Work to do:
a – In the passage on the Mishnah in Bava Kama, how much must a person pay for slapping someone with the back of the hand?
b – Reproduce the portion of the passage on the Mishnah in Bava Kama starting at "At first I am" and ending at "existed in antiquity?".

>> Begin Source passage

In the Mishnah in Bava Kama, collected by the 2nd Century quoting scholars from the 1st Century, we learn:

If he slapped him he must pay 200 zuz. If with the back of his hand, he must pay him 400 zuz. If he tore at his ear, plucked out his hair, spat at him and his spit touched him, or pulled his cloak from off him, or loosed a woman’s hair in the street, he must pay 400 zuz. This is the general rule: all is in accordance with the person’s honor…

It once happened that a man unloosed a woman’s hair in the street and she came before Rabbi Akiva and he condemned him to pay her 400 zuz. He said, “Rabbi, give me time”. And he gave him time. He caught her standing at the entrance to her courtyard, and he broke a jug of one issar’s worth of oil in front of her. She unloosed her hair and scooped up the oil in her hand and laid her hand on her head. He had set up witnesses up against her and he came before Rabbi Akiva and said to him, “Rabbi, should I give one such as this 400 zuz?” He answered, “You have said nothing.” If a man injures himself, even though he has no right to do so, is not liable. But others who injure him are liable.

Bava Kama 8:6

At first I am drawn into the Mishna’s distinction between a regular slap and a back of the hand slap. It is amazing to realize that this idea of how you slap someone itself would carry a certain meaning. Is the aim to hurt or to dishonor? Injury is evaluated at 200 zuz, but embarrassment and denigration is evaluated at 400 zuz. Wow, who knew the bitch slap existed in antiquity?

>> End Source passage
>> Begin Data section

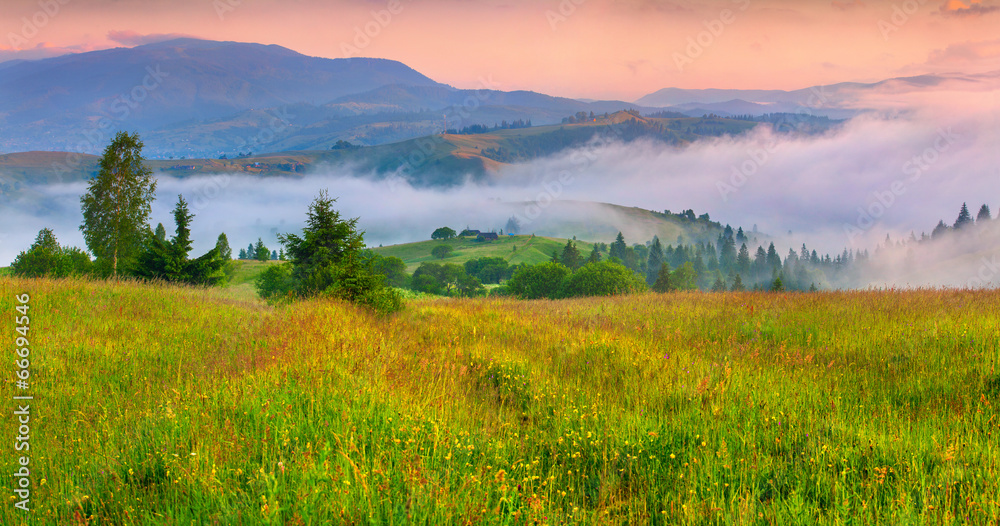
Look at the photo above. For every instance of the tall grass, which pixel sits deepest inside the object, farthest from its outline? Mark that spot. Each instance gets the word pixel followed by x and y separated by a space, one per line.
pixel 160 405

>> End Data section
>> Begin Data section

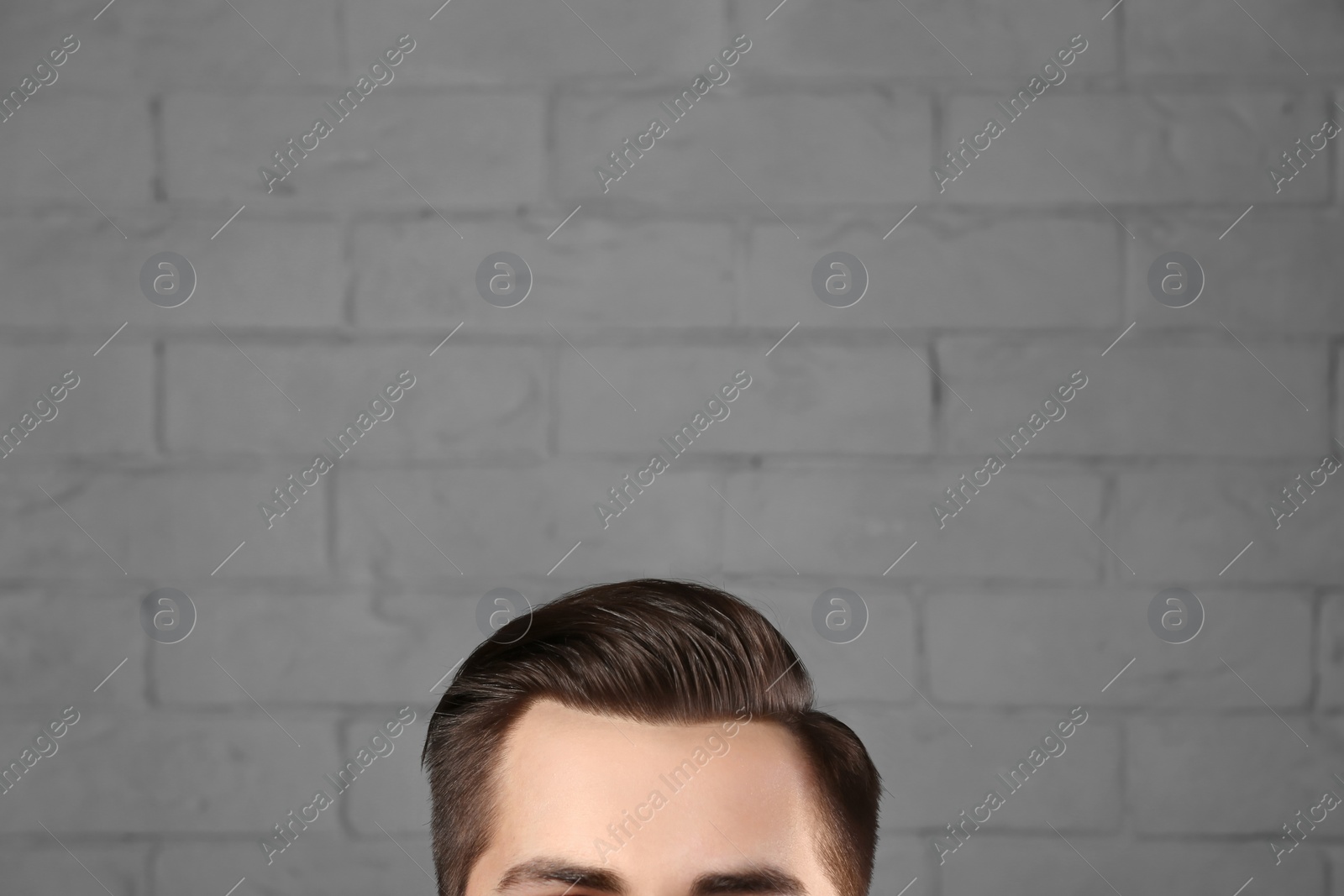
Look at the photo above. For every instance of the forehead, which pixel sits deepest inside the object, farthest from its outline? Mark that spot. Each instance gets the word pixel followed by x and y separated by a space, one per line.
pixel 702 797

>> End Data section

Answers per task:
a – 400 zuz.

b –
At first I am drawn into the Mishna’s distinction between a regular slap and a back of the hand slap. It is amazing to realize that this idea of how you slap someone itself would carry a certain meaning. Is the aim to hurt or to dishonor? Injury is evaluated at 200 zuz, but embarrassment and denigration is evaluated at 400 zuz. Wow, who knew the bitch slap existed in antiquity?